*Quoted passage*
# # #
- Paper report
- Open Access
A census of E. coli sequence repeats
Genome Biologyvolume 1, Article number: reports026 (2000)
A statistical analysis of simple repeat motifs in DNA across the Escherichia coli genome is described.
Significance and context
Many genomes contain kilobases of DNA sequence that do not code for protein or RNA. Much of this DNA is simple sequence repeats (SSRs), long repeats of simple nucleotide patterns. Recent biochemical work suggests that SSRs might have a role in the regulation of gene expression, histone binding or DNA replication. Because the environment of one base in an SSR is a lot like that of its neighbors, the DNA replication machinery can confuse one base with another, skip a base or repeat replication of a base. As a consequence, SSRs are more likely to mutate than are other DNA sequences. Here, Gur-Arie et al. identify putative SSRs in the genome of E. coli. They then compare SSR sequences from several strains of E. coli, and report the polymorphisms - the sequence differences - between strains. The proposed SSRs are of interest as the basis for further biochemical and diagnostic work with bacteria.
Gur-Arie et al. first identify tracts of one-, two-, three- and four-nucleotide patterns in the E. coli genome that might be genuine SSRs. They weed out artifacts from this set in two ways. First they compare against control genomes. These are computer-generated random strings of sequence with the same nucleotide composition as the real E. coli genome. From this experiment they find several thousand mononucleotide repeats of up to eight bases (for example, AAAAAA) and about 2300 trinucleotide repeats (for example GAT) which appear more often in the E. coli genome than expected by chance. A and T appear more often in these repeats than G and C. The putative SSRs were not randomly distributed in the genome. Many appeared in noncoding regions; of these, 50% lay within 200 bases of the start site of a gene. Finally, the authors compare the sequences of 14 SSRs among 23 strains of E. coli. They find four mononucleotide SSRs that vary in length among the strains, some by as many as six bases.
# # #
*Extracted information*
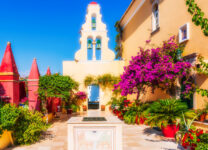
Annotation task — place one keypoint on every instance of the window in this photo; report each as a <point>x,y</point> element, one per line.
<point>93,23</point>
<point>89,49</point>
<point>155,16</point>
<point>184,33</point>
<point>98,49</point>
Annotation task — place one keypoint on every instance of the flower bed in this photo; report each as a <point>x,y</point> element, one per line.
<point>6,139</point>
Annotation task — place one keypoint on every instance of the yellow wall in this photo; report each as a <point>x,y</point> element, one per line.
<point>79,70</point>
<point>5,139</point>
<point>172,15</point>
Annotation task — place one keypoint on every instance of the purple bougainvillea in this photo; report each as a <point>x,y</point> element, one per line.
<point>156,68</point>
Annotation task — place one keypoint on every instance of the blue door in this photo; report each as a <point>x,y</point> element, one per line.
<point>94,94</point>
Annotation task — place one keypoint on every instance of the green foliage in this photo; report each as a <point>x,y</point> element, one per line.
<point>105,80</point>
<point>198,16</point>
<point>202,66</point>
<point>56,85</point>
<point>27,126</point>
<point>202,69</point>
<point>119,47</point>
<point>202,146</point>
<point>204,138</point>
<point>117,102</point>
<point>167,111</point>
<point>89,80</point>
<point>74,107</point>
<point>142,109</point>
<point>130,114</point>
<point>8,117</point>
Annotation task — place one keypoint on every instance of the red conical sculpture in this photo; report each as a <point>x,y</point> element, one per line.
<point>33,80</point>
<point>9,77</point>
<point>34,72</point>
<point>48,71</point>
<point>8,63</point>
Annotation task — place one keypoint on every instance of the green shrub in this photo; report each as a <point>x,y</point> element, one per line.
<point>202,146</point>
<point>204,138</point>
<point>167,111</point>
<point>130,114</point>
<point>29,127</point>
<point>8,117</point>
<point>26,125</point>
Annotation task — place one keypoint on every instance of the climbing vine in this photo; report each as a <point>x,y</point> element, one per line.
<point>119,47</point>
<point>202,68</point>
<point>198,16</point>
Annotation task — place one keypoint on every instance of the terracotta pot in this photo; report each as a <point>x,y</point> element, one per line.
<point>84,108</point>
<point>110,108</point>
<point>141,120</point>
<point>170,130</point>
<point>136,121</point>
<point>206,117</point>
<point>102,107</point>
<point>69,111</point>
<point>202,117</point>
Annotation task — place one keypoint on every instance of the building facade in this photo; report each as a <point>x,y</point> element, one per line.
<point>157,20</point>
<point>94,57</point>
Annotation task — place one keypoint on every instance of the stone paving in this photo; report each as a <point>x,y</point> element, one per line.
<point>135,137</point>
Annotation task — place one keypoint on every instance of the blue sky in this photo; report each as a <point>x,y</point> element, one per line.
<point>49,29</point>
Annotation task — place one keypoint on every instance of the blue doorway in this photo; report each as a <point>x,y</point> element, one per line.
<point>94,97</point>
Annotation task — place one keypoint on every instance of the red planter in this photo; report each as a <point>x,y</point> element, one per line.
<point>202,117</point>
<point>136,121</point>
<point>69,111</point>
<point>141,120</point>
<point>170,130</point>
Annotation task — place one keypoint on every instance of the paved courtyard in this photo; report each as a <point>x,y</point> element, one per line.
<point>134,137</point>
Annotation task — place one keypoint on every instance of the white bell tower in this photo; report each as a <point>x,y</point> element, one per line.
<point>94,40</point>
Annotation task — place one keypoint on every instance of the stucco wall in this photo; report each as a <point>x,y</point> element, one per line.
<point>172,15</point>
<point>79,70</point>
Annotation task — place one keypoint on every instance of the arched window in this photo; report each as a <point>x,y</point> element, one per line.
<point>93,23</point>
<point>98,49</point>
<point>89,49</point>
<point>155,16</point>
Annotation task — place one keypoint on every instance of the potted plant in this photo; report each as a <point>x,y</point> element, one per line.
<point>166,114</point>
<point>84,107</point>
<point>74,107</point>
<point>102,107</point>
<point>68,109</point>
<point>142,108</point>
<point>131,114</point>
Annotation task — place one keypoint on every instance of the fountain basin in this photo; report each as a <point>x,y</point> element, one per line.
<point>94,133</point>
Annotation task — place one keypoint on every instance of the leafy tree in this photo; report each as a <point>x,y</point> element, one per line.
<point>56,85</point>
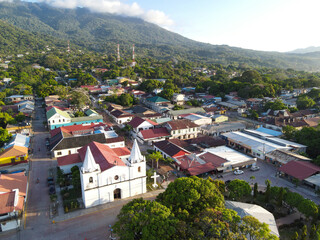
# # #
*To do*
#1 Transcribe the part of the report on E. coli sequence repeats starting with "- Paper report" and going on through "genome is described.".
#2 Using the report on E. coli sequence repeats, answer yes or no to each statement and quote the words that decide it: (a) The authors compared SSR sequences among 23 strains of E. coli. (b) G and C appear more often in the repeats than A and T. (c) All of the putative SSRs found in noncoding regions lay within 200 bases of a gene's start site.
#3 Take the report on E. coli sequence repeats further from its last sentence.
The listing is separate material, apart from the report on E. coli sequence repeats.

*Answer set*
#1
- Paper report
- Open Access
A census of E. coli sequence repeats
Genome Biologyvolume 1, Article number: reports026 (2000)
A statistical analysis of simple repeat motifs in DNA across the Escherichia coli genome is described.

#2
(a) Yes: "the authors compare the sequences of 14 SSRs among 23 strains of E. coli."
(b) No: "A and T appear more often in these repeats than G and C."
(c) No: "Many appeared in noncoding regions; of these, 50% lay within 200 bases of the start site of a gene."

#3
The authors' newly developed SSR identifying software is available by FTP (named ssr.exe).
Gur-Arie et al. obtained the E. coli genome from the Escherischia coli WWW homepage.
The authors hypothesize that, as has been found in other organisms, SSRs in E. coli might have a role in the rapid mutation of the regulation of gene expression or histone binding. They postulate that the SSRs they find close to genes are good candidates for such regulators. They also suggest that the polymorphisms they have discovered might be used to make probes to pick out infectious strains of E. coli, for example in screening packaged food for contamination.
The list of new SSRs is a useful starting point for constructing hypotheses to be tested by experiment. Gur-Arie et al. argue that the SSRs they find near gene sequences are biologically important, but this needs to be confirmed by mutational analysis in vitro. Similarly, their polymorphism results might be diagnostically useful as probes to distinguish between E. coli strains, but probes to long repeat sequences can cross-react, so it might be difficult to put this idea into practice.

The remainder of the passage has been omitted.